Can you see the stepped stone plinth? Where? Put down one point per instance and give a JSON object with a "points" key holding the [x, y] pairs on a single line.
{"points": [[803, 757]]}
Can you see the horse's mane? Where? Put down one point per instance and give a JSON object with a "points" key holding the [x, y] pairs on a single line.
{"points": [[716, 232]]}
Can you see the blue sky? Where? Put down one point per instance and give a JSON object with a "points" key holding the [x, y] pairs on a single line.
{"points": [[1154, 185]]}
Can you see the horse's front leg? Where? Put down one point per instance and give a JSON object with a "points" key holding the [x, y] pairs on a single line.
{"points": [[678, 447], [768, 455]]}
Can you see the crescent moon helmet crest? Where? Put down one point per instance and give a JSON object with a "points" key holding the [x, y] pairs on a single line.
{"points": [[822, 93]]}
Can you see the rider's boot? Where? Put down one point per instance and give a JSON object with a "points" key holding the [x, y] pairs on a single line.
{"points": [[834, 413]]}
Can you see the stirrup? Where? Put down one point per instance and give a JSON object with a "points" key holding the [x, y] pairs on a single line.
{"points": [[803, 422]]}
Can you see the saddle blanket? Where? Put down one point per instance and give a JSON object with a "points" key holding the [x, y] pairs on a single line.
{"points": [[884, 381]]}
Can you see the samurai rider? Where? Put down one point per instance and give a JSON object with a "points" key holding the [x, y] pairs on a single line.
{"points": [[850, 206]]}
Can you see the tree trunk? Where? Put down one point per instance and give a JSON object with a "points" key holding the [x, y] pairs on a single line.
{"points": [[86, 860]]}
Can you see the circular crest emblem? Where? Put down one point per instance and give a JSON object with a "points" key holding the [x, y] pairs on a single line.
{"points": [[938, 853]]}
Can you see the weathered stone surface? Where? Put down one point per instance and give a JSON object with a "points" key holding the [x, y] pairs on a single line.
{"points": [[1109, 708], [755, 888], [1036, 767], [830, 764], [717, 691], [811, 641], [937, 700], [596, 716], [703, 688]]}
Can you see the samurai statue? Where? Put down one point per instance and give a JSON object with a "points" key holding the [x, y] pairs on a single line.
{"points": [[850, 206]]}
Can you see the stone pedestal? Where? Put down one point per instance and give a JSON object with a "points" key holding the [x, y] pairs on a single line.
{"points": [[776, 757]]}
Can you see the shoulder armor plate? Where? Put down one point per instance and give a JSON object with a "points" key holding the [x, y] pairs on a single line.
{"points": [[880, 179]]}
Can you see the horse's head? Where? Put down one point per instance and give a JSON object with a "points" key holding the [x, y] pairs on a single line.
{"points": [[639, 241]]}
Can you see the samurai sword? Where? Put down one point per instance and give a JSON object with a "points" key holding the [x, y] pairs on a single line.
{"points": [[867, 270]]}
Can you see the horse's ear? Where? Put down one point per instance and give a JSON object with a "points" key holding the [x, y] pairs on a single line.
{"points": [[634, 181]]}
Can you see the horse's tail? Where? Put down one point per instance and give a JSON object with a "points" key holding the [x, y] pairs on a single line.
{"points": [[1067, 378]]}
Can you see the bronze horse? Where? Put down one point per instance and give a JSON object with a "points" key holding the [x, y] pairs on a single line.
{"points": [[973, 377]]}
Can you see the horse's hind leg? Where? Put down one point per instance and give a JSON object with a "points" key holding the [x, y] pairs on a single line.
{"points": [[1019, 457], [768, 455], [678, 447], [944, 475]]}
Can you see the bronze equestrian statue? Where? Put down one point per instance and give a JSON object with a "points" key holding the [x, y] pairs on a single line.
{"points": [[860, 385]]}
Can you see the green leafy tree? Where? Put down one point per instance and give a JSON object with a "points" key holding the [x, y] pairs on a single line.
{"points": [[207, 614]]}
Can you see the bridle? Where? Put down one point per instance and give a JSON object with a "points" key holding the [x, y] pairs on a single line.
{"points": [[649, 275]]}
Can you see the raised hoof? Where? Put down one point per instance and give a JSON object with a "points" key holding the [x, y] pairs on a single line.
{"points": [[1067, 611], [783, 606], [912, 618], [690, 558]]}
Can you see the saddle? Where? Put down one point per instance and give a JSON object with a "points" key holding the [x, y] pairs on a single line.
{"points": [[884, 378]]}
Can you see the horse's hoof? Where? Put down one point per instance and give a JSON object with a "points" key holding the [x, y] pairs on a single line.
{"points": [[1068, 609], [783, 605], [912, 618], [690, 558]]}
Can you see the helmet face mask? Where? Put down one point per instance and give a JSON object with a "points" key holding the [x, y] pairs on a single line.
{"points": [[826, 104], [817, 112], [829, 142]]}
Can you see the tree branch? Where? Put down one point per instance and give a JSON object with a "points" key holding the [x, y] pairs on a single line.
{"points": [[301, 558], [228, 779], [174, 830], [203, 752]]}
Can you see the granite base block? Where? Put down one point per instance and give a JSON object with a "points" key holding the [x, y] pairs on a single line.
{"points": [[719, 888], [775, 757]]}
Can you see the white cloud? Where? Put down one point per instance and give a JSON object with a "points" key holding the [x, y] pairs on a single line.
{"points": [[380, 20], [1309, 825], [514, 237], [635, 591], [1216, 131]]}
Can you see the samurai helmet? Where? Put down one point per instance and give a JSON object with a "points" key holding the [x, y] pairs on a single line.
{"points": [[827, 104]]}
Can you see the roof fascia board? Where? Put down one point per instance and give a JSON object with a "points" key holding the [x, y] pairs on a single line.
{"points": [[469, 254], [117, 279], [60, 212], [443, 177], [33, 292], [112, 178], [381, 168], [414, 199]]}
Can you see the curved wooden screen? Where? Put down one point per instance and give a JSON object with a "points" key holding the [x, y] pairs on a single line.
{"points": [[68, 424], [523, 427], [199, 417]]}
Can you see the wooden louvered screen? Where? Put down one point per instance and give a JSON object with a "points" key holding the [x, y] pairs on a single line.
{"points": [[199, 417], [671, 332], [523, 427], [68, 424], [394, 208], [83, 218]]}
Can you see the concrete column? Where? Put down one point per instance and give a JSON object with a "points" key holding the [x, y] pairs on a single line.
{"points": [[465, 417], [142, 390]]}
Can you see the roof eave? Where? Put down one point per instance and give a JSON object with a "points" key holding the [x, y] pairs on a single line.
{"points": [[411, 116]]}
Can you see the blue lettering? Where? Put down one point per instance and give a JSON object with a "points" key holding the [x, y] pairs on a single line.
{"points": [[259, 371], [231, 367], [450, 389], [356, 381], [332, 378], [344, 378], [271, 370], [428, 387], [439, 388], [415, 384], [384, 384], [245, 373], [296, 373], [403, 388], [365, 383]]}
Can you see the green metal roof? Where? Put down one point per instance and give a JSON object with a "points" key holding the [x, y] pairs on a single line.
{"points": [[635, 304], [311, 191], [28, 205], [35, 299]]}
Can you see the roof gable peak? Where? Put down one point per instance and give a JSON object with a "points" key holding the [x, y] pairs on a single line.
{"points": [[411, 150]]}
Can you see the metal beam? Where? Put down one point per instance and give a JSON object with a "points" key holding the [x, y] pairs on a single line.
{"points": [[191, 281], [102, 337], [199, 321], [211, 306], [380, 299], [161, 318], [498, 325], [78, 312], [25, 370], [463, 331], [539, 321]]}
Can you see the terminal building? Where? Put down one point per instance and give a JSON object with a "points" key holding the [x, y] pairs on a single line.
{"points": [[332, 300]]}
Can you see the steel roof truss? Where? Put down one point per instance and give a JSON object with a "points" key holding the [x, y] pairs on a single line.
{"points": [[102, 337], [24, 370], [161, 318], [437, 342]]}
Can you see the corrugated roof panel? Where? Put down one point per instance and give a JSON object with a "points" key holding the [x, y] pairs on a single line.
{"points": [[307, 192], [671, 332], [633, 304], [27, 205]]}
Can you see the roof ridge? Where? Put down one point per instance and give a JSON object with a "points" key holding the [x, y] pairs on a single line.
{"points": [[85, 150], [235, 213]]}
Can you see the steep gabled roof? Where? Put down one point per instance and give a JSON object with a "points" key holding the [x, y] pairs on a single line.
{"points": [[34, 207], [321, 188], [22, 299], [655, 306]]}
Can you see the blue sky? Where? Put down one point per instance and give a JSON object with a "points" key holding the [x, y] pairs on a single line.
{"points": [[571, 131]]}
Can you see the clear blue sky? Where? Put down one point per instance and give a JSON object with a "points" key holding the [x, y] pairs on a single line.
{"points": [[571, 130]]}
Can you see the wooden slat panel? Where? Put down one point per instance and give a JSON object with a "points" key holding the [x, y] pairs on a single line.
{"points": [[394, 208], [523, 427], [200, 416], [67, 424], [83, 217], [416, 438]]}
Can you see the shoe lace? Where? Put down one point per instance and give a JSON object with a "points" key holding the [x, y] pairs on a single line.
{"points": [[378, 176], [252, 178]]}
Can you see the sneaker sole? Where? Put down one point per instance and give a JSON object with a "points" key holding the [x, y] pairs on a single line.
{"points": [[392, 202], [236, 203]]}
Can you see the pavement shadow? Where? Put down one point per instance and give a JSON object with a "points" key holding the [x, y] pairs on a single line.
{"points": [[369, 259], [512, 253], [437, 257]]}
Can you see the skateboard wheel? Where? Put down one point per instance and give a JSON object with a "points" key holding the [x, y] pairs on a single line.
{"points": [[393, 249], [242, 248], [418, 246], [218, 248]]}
^^^^
Please write out again every line starting at the one containing "Can you see the shoe" and ending at the last line, both included, offsetting each coordinate in the answers by adding 38 and leaving all else unchanged.

Task solution:
Can you see the shoe lace? Where? Put down one point per instance and give a JSON object with a "points" key holding the [x, y] pairs on a single line.
{"points": [[416, 214], [290, 216]]}
Can you see the sneaker sole? Where? Put down one point per instance and give a JSON object with a "points" key holding the [x, y] pairs on a single line.
{"points": [[430, 240], [274, 241]]}
Can you see the pavement shadow? Where? Put down one point per instance and give a JSON object with a "points" key holding the [x, y] pairs on a single line.
{"points": [[407, 297], [550, 291], [475, 295]]}
Can you see the skateboard wheel? Where? Put down one point per instance and give a JSON object with a "points" key holding the [x, y] pairs on a single line.
{"points": [[431, 287], [280, 286], [456, 284], [256, 286]]}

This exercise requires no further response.